Stated problem: From the data below, select and copy every line that contains the string "beanie". Matching is case-sensitive.

Data shown:
## BEGIN
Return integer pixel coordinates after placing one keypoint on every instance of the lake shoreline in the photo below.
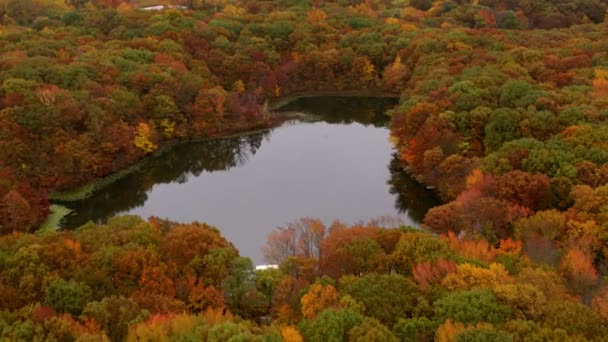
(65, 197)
## END
## BEGIN
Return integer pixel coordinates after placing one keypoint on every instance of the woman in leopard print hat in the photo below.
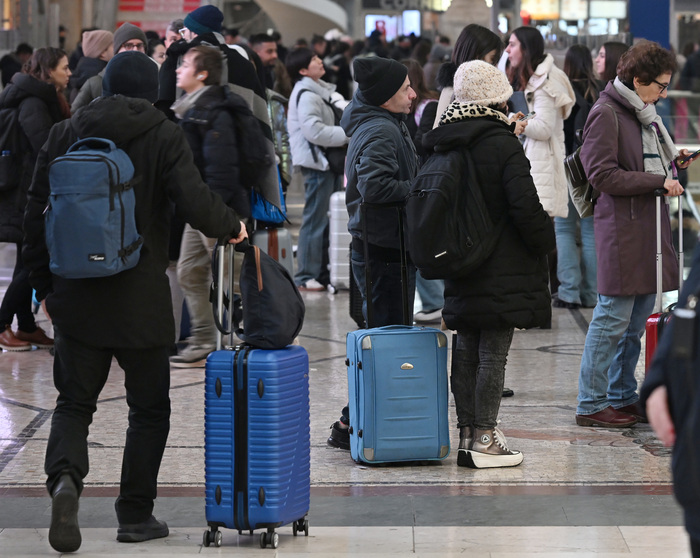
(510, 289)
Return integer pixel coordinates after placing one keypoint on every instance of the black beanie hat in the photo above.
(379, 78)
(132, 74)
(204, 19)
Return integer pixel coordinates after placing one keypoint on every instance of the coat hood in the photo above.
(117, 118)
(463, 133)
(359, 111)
## END
## BEGIN
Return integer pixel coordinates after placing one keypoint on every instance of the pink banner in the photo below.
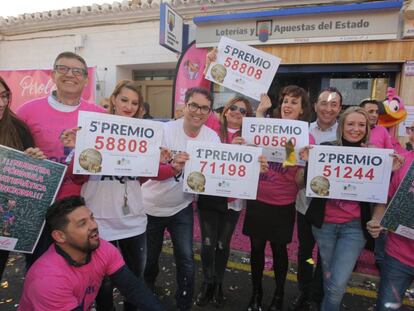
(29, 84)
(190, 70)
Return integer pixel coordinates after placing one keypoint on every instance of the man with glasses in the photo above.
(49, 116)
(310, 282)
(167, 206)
## END
Solution for this exercise:
Return integer pixel coordinates after placing one keypoint on every instance of the black beanie hat in the photo above.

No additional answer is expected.